| Task instructions |
Everything in the listing should be copied exactly, save for the pictures.

| The data |
........
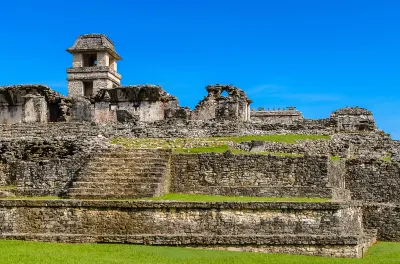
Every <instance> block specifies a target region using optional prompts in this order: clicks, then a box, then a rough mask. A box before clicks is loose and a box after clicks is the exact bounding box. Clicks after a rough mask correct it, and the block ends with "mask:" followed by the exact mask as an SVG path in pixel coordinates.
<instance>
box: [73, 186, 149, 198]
mask: <svg viewBox="0 0 400 264" xmlns="http://www.w3.org/2000/svg"><path fill="white" fill-rule="evenodd" d="M70 190H71V191H70V192H69V193H68V195H67V196H68V198H73V199H110V198H143V197H153V196H154V195H155V191H156V190H132V189H125V190H124V191H122V190H123V189H112V190H100V189H98V188H92V189H84V188H71V189H70Z"/></svg>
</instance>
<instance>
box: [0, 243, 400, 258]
mask: <svg viewBox="0 0 400 264" xmlns="http://www.w3.org/2000/svg"><path fill="white" fill-rule="evenodd" d="M0 254H1V258H0V263H2V264H15V263H18V264H42V263H46V264H53V263H54V264H58V263H63V264H78V263H79V264H89V263H90V264H93V263H96V264H117V263H118V264H124V263H143V264H192V263H193V264H211V263H213V264H220V263H221V264H226V263H229V264H239V263H240V264H256V263H257V264H258V263H268V264H278V263H279V264H293V263H296V264H372V263H373V264H395V263H396V264H397V263H399V259H400V243H390V242H381V243H378V244H376V245H374V246H372V247H371V248H370V249H369V251H368V253H367V255H366V257H364V258H362V259H343V258H342V259H340V258H326V257H311V256H298V255H288V254H265V253H251V252H232V251H222V250H221V251H219V250H200V249H190V248H181V247H163V246H142V245H123V244H62V243H43V242H26V241H0Z"/></svg>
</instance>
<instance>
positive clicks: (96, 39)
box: [67, 34, 122, 71]
mask: <svg viewBox="0 0 400 264" xmlns="http://www.w3.org/2000/svg"><path fill="white" fill-rule="evenodd" d="M67 51H68V52H69V53H71V54H72V55H73V66H72V67H73V68H76V67H95V66H109V67H110V68H111V69H112V70H114V71H116V70H117V69H116V66H117V63H116V62H117V61H118V60H122V58H121V56H119V55H118V53H117V52H116V50H115V47H114V43H113V42H112V41H111V40H110V39H109V38H108V37H107V36H105V35H103V34H85V35H81V36H79V37H78V39H77V40H76V41H75V43H74V45H73V46H72V47H70V48H69V49H67Z"/></svg>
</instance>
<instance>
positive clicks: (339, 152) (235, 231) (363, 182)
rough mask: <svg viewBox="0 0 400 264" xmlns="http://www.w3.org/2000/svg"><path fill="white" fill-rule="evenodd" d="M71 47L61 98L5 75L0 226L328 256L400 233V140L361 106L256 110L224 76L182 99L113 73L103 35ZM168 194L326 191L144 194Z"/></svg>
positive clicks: (342, 254)
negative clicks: (299, 111) (218, 150)
mask: <svg viewBox="0 0 400 264" xmlns="http://www.w3.org/2000/svg"><path fill="white" fill-rule="evenodd" d="M67 51H68V52H69V53H71V55H72V67H71V68H68V69H67V81H68V97H66V96H63V95H61V94H59V93H57V92H55V91H53V90H52V89H51V88H49V87H47V86H45V85H30V84H27V85H13V86H0V122H1V123H2V124H1V125H0V195H1V196H2V197H3V198H2V199H1V200H0V239H22V240H41V241H54V242H58V241H62V242H74V243H78V242H79V243H80V242H93V243H134V244H151V245H174V246H176V245H179V246H188V247H199V248H215V249H229V250H243V251H255V252H282V253H291V254H305V255H319V256H332V257H362V256H363V255H364V254H365V253H366V251H367V249H368V247H369V246H370V245H372V244H373V243H374V242H375V241H376V240H382V241H400V194H399V191H398V190H399V189H400V163H399V162H400V142H399V141H396V140H392V139H391V137H390V135H388V134H386V133H385V132H383V131H381V130H379V129H378V128H377V126H376V124H375V121H374V118H373V114H372V113H371V112H370V111H368V110H367V109H363V108H359V107H344V108H342V109H339V110H336V111H334V112H333V113H332V114H331V115H330V116H329V117H327V118H325V119H318V120H312V119H307V118H306V117H304V116H303V115H302V113H301V112H299V111H298V110H297V109H296V108H295V107H287V108H284V109H279V108H277V109H276V108H273V107H271V108H259V109H257V110H255V109H251V107H250V105H251V102H252V101H251V99H250V98H248V97H247V95H246V93H245V91H244V90H242V89H239V88H237V87H235V86H233V85H222V84H214V85H208V86H206V90H207V96H206V97H205V98H203V99H202V100H201V101H200V102H199V103H198V104H197V106H196V107H195V108H194V109H190V108H188V107H182V106H180V105H179V102H178V99H177V98H176V97H175V96H173V95H170V94H169V93H167V92H166V91H164V90H163V88H162V87H161V86H158V85H149V84H146V85H121V79H122V76H121V74H119V73H118V71H117V62H118V61H120V60H121V59H122V58H121V56H120V55H119V54H118V53H117V51H116V49H115V47H114V43H113V42H112V41H111V40H110V39H109V38H107V37H106V36H104V35H102V34H87V35H82V36H79V37H78V38H77V40H76V41H75V43H74V44H73V45H72V46H71V47H70V48H68V49H67ZM267 135H270V136H271V138H272V139H273V138H274V136H276V135H287V137H288V138H290V137H291V136H295V137H297V138H299V139H301V138H302V136H303V137H304V138H307V136H310V137H311V136H315V137H316V139H314V140H311V139H304V140H299V139H297V141H296V142H285V141H279V140H272V139H271V140H264V139H263V138H265V137H266V136H267ZM246 138H249V140H246ZM125 141H126V142H133V143H132V146H125V145H124V146H123V144H122V143H118V142H125ZM294 143H295V144H294ZM213 147H222V148H225V149H224V150H226V151H213V150H211V151H205V149H207V148H209V149H212V148H213ZM198 149H203V150H202V151H194V150H198ZM169 193H180V194H199V195H222V196H249V197H276V198H299V199H300V198H305V197H308V198H320V199H326V201H325V202H323V201H322V202H252V201H248V202H183V201H168V200H162V199H161V200H151V198H153V197H160V196H161V197H163V196H164V195H166V194H169ZM35 196H57V197H59V198H61V199H59V200H31V199H30V198H29V197H35ZM16 197H20V198H19V199H16ZM142 198H150V200H143V199H142Z"/></svg>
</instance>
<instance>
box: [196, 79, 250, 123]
........
| Response for this exercise |
Every <instance> block specifies a target region using optional prompts in this order: clicks, then a box, then a rough mask. A box before clicks is loose and a box after clicks is the exact bounding box. Clicks after a rough mask correct it, and the block ends with "mask:" followed by the exact mask as an SVG path in pixel coordinates.
<instance>
box: [73, 186, 149, 198]
mask: <svg viewBox="0 0 400 264" xmlns="http://www.w3.org/2000/svg"><path fill="white" fill-rule="evenodd" d="M70 190H71V191H70V192H69V193H68V195H67V196H68V198H73V199H110V198H143V197H153V196H154V195H155V191H156V190H132V189H125V190H124V191H122V190H123V189H112V190H100V189H98V188H92V189H84V188H71V189H70Z"/></svg>
</instance>
<instance>
box: [0, 243, 400, 258]
mask: <svg viewBox="0 0 400 264" xmlns="http://www.w3.org/2000/svg"><path fill="white" fill-rule="evenodd" d="M0 254H1V258H0V263H2V264H15V263H18V264H42V263H46V264H53V263H54V264H58V263H63V264H78V263H79V264H89V263H90V264H93V263H96V264H117V263H118V264H124V263H143V264H192V263H193V264H211V263H213V264H220V263H221V264H226V263H229V264H239V263H240V264H256V263H257V264H258V263H268V264H278V263H279V264H293V263H296V264H372V263H373V264H395V263H396V264H397V263H399V259H400V243H390V242H381V243H378V244H376V245H374V246H372V247H371V248H370V249H369V251H368V253H367V255H366V257H364V258H362V259H343V258H342V259H340V258H326V257H311V256H298V255H288V254H265V253H251V252H232V251H222V250H221V251H219V250H200V249H190V248H181V247H163V246H142V245H123V244H62V243H43V242H26V241H0Z"/></svg>
</instance>
<instance>
positive clicks: (96, 39)
box: [67, 34, 122, 71]
mask: <svg viewBox="0 0 400 264" xmlns="http://www.w3.org/2000/svg"><path fill="white" fill-rule="evenodd" d="M67 51H68V52H69V53H71V54H72V55H73V66H72V67H73V68H76V67H95V66H109V67H110V68H111V69H112V70H114V71H116V70H117V69H116V66H117V63H116V62H117V61H118V60H122V58H121V56H119V55H118V53H117V52H116V50H115V47H114V43H113V42H112V41H111V40H110V39H109V38H108V37H107V36H105V35H103V34H85V35H81V36H79V37H78V39H77V40H76V41H75V43H74V45H73V46H72V47H70V48H69V49H67Z"/></svg>
</instance>
<instance>
positive clicks: (339, 152) (235, 231) (363, 182)
rough mask: <svg viewBox="0 0 400 264" xmlns="http://www.w3.org/2000/svg"><path fill="white" fill-rule="evenodd" d="M71 47L61 98L5 75L0 226L328 256L400 233V140L361 106L256 110L224 76L182 99L113 73L103 35ZM168 194L326 191L144 194Z"/></svg>
positive clicks: (342, 254)
negative clicks: (299, 111) (218, 150)
mask: <svg viewBox="0 0 400 264" xmlns="http://www.w3.org/2000/svg"><path fill="white" fill-rule="evenodd" d="M67 51H68V52H69V53H71V55H72V67H71V68H68V69H67V81H68V97H66V96H63V95H61V94H59V93H57V92H55V91H53V90H52V89H51V88H49V87H47V86H45V85H30V84H27V85H13V86H0V122H1V123H2V124H1V125H0V195H1V196H2V197H3V198H2V199H1V200H0V239H22V240H41V241H54V242H58V241H62V242H74V243H78V242H79V243H80V242H93V243H134V244H151V245H174V246H176V245H179V246H188V247H199V248H215V249H229V250H243V251H255V252H282V253H291V254H305V255H319V256H332V257H362V256H363V255H364V254H365V253H366V251H367V249H368V247H369V246H370V245H372V244H373V243H374V242H375V241H376V240H382V241H400V194H399V191H398V190H399V189H400V163H399V162H400V142H399V141H396V140H392V139H391V137H390V135H388V134H386V133H385V132H383V131H381V130H379V129H378V128H377V126H376V124H375V121H374V118H373V114H372V113H371V112H370V111H368V110H367V109H363V108H359V107H344V108H342V109H339V110H336V111H334V112H333V113H332V114H331V115H330V116H329V117H327V118H325V119H318V120H312V119H307V118H306V117H304V116H303V115H302V113H301V112H299V111H298V110H297V109H296V108H295V107H287V108H284V109H279V108H277V109H276V108H273V107H271V108H259V109H257V110H255V109H251V107H250V105H251V102H252V101H251V99H250V98H248V97H247V95H246V93H245V91H244V90H242V89H239V88H237V87H235V86H233V85H222V84H214V85H208V86H206V90H207V96H206V97H205V98H203V99H202V100H201V101H200V102H199V103H198V104H197V106H196V107H195V108H194V109H190V108H188V107H182V106H180V105H179V102H178V99H177V98H176V97H175V96H173V95H170V94H169V93H167V92H166V91H164V90H163V88H162V87H161V86H158V85H149V84H146V85H121V79H122V76H121V74H119V73H118V71H117V62H118V61H120V60H121V59H122V58H121V56H120V55H119V54H118V53H117V51H116V49H115V47H114V43H113V42H112V41H111V40H110V39H109V38H107V37H106V36H104V35H102V34H87V35H82V36H79V37H78V38H77V40H76V41H75V43H74V44H73V45H72V46H71V47H70V48H68V49H67ZM267 135H270V136H271V138H272V139H273V138H274V136H276V135H287V137H288V138H290V137H291V136H295V137H297V138H299V139H301V138H302V136H303V137H304V138H307V136H310V137H311V136H315V137H316V139H314V140H311V139H304V140H299V139H297V141H296V142H285V141H279V140H272V139H271V140H264V139H263V138H265V137H266V136H267ZM246 138H249V140H246ZM125 141H126V142H133V143H132V146H125V145H124V146H123V144H122V143H118V142H125ZM294 143H295V144H294ZM213 147H222V148H225V149H224V150H226V151H213V150H211V151H205V149H207V148H209V149H212V148H213ZM198 149H203V150H202V151H194V150H198ZM169 193H180V194H199V195H222V196H249V197H276V198H299V199H300V198H305V197H308V198H320V199H326V201H325V202H323V201H322V202H252V201H248V202H183V201H168V200H162V199H161V200H151V198H153V197H160V196H161V197H163V196H164V195H166V194H169ZM35 196H57V197H59V198H61V199H59V200H31V199H30V198H29V197H35ZM16 197H20V198H19V199H16ZM142 198H150V200H143V199H142Z"/></svg>
</instance>
<instance>
box: [196, 79, 250, 123]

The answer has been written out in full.